Write out all of the data again, exactly as it reads.

RECORDS.
++++++++

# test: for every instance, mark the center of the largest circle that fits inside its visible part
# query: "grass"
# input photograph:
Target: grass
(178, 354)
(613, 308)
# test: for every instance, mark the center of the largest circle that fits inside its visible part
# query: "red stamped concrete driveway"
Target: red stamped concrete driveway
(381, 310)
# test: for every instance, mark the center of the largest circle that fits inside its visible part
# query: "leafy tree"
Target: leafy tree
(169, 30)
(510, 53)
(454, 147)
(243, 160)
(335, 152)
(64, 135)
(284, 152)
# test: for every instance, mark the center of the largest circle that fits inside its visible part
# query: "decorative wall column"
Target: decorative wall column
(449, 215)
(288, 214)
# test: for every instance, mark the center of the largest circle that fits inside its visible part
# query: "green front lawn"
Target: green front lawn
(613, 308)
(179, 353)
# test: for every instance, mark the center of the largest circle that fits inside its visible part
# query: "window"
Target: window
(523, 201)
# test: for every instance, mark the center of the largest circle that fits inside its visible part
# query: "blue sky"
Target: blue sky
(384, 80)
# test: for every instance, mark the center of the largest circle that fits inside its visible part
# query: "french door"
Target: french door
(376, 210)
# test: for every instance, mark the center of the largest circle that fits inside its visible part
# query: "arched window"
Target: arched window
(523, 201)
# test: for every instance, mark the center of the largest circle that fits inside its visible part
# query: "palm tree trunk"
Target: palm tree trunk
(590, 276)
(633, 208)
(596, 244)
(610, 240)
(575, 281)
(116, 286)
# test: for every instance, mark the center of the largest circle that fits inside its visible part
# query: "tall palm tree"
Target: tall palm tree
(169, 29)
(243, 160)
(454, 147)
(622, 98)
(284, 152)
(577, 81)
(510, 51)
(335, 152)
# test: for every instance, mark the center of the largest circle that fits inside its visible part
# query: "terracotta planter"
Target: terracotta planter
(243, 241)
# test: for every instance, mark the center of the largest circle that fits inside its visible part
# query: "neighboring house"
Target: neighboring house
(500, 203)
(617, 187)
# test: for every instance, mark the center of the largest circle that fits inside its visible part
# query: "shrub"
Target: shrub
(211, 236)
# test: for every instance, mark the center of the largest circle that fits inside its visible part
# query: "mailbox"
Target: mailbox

++++++++

RESULT FOR THIS TASK.
# test: for every instance, mark the center of the largest circle that fits inside its visible part
# query: "grass"
# input photograph:
Target: grass
(178, 354)
(613, 308)
# test: for every instance, mark the center of the largest circle that fits inside its visible part
# query: "red stamped concrete driveway"
Target: red stamped concrete driveway
(381, 310)
# test: for every instance, mark the center of the largest circle that fits inside its visible part
# query: "leafy tree"
Target: leafy tree
(169, 30)
(510, 53)
(454, 147)
(243, 160)
(335, 152)
(64, 135)
(284, 152)
# test: for every instance, mark the center of the largest circle that fits inside its visible part
# query: "decorative wall column"
Target: decorative wall column
(449, 215)
(288, 214)
# test: for every instance, mark the center of the largest circle that fits inside its visible part
# query: "green front lawn"
Target: green front lawn
(613, 308)
(179, 353)
# test: for every instance, mark the center of the largest circle that fits inside its visible part
# query: "window"
Target: window
(523, 201)
# test: for every instance, mark the center of the largest circle that fits inside its visible part
# query: "blue sky"
Target: blue sky
(384, 80)
# test: for every instance, mark the center of the largest circle that fits inside its visible part
# query: "french door"
Target: french door
(376, 210)
# test: for every instance, mark the center of the largest circle that fits inside its visible part
# query: "arched window"
Target: arched window
(523, 201)
# test: for every instance, mark the center of the largest circle that fits inside its visible part
# query: "palm tree trunk"
Target: palm tree trunk
(590, 276)
(633, 208)
(596, 244)
(610, 240)
(575, 281)
(116, 286)
# test: for every instance, mark the center of the largest circle that fits inside its visible part
# query: "tall palm tree"
Target: tall palm tree
(169, 29)
(243, 160)
(454, 147)
(622, 98)
(284, 152)
(577, 81)
(510, 51)
(335, 152)
# test: for every instance, mark the center of the largest circle that fits inside its visible part
# query: "terracotta planter"
Target: terracotta planter
(243, 241)
# test: for every instance, mark the center of the largest circle that fits inside its visible part
# query: "neighboring house"
Target: neighboring house
(500, 203)
(617, 187)
# test: for every instance, mark the center of the largest circle that fits inside its visible part
# query: "shrub"
Target: shrub
(211, 236)
# test: for every instance, mark the center of the largest circle that fits inside its visible part
# query: "mailbox"
Target: mailbox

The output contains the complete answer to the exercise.